[[ Dataset records open ]]

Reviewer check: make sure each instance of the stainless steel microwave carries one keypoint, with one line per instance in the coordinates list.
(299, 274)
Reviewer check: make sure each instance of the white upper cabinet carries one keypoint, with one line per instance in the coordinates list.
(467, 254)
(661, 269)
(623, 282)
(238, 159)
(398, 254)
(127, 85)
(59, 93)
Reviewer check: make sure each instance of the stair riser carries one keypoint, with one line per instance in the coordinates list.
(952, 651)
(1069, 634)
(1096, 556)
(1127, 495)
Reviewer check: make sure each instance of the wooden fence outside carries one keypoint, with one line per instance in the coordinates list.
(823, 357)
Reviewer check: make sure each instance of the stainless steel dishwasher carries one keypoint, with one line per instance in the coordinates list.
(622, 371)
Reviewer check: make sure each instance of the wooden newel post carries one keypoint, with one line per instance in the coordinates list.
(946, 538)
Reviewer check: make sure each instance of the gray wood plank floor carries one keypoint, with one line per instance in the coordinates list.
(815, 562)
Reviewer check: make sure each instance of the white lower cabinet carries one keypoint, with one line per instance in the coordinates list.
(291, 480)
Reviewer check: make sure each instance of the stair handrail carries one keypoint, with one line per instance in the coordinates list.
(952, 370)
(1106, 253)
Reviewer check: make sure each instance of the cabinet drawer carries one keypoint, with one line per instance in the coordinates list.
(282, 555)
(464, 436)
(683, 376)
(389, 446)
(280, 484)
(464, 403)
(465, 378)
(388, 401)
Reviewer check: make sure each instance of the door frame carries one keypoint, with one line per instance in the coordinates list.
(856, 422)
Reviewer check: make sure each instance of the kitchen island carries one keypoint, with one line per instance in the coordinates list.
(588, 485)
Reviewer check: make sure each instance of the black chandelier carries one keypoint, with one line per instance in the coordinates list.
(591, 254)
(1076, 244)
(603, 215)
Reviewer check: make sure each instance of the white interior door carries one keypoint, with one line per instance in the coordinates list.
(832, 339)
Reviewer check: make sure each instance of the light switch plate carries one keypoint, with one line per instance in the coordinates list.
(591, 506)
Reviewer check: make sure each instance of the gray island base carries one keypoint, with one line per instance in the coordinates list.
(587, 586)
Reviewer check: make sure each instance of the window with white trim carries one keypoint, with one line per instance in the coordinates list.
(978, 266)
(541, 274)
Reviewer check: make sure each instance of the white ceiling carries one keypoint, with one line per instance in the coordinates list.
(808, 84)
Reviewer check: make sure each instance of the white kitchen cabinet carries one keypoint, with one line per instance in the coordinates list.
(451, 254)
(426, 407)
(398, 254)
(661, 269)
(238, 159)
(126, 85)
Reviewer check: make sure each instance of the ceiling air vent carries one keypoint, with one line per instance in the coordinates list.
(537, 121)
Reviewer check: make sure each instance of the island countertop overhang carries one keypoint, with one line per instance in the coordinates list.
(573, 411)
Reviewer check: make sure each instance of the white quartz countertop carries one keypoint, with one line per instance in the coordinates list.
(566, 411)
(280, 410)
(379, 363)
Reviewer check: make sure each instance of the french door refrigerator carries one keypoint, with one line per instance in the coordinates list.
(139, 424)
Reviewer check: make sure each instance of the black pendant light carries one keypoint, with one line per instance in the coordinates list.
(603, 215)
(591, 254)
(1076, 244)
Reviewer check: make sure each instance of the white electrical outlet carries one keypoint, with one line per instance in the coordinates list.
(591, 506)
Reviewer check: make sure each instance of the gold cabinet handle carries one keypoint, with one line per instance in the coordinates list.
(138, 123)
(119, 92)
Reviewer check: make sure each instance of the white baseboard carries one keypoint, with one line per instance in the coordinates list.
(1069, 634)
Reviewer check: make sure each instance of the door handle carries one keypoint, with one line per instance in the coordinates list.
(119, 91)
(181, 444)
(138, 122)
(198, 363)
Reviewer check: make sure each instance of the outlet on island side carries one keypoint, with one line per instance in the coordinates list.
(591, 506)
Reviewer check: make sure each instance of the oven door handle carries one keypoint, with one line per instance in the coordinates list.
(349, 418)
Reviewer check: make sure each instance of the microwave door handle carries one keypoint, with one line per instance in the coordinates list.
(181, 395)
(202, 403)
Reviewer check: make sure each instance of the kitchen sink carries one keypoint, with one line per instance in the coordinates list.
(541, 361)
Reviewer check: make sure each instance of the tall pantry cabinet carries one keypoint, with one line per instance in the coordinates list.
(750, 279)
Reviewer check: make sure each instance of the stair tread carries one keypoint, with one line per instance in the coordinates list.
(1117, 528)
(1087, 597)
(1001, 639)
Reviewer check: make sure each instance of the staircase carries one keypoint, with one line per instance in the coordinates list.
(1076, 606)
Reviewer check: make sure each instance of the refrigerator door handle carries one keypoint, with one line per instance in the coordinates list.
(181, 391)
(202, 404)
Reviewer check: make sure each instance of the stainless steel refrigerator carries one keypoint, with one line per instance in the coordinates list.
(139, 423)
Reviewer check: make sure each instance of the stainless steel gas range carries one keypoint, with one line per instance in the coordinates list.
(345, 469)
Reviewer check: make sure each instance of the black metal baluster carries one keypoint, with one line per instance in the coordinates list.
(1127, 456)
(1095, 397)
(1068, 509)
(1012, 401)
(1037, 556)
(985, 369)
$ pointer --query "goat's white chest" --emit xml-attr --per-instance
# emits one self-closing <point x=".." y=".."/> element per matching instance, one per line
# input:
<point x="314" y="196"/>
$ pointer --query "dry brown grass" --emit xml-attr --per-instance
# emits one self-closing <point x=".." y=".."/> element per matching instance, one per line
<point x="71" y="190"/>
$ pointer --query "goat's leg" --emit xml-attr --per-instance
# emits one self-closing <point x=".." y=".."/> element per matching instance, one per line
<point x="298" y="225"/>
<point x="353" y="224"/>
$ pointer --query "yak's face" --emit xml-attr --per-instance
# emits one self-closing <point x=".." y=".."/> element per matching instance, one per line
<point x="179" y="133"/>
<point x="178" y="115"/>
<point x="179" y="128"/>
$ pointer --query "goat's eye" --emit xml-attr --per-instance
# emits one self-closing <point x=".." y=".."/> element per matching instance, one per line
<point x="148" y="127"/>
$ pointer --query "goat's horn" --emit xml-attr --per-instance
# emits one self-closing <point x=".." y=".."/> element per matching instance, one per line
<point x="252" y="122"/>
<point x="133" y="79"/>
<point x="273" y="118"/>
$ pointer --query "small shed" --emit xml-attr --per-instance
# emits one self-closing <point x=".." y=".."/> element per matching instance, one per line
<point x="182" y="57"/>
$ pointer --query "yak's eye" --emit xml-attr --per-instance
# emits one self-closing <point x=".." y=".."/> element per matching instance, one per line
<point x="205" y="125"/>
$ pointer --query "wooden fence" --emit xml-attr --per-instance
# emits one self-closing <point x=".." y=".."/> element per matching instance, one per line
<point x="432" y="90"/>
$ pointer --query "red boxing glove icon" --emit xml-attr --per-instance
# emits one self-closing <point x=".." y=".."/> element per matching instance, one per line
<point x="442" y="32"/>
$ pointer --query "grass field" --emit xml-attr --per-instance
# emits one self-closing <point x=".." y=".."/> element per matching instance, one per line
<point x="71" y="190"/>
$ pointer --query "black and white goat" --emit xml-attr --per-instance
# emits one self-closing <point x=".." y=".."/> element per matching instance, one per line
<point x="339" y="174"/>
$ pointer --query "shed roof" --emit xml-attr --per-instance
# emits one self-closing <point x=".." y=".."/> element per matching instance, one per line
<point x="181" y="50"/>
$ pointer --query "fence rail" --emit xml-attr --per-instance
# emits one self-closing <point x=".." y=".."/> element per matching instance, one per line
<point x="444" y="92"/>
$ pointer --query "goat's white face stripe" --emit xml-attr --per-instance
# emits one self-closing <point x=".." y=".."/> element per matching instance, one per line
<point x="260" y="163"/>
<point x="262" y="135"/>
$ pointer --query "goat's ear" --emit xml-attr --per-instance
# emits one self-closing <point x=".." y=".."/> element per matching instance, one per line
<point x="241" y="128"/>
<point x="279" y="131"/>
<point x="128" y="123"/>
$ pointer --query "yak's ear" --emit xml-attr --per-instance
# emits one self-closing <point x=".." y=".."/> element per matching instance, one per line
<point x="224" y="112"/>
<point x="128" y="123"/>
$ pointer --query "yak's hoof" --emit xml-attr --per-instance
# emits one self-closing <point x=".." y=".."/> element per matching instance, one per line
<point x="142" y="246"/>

[[ Dataset records closed ]]

## Task details
Give only the number of lines in the data that hold the word "goat".

## Exercise answer
7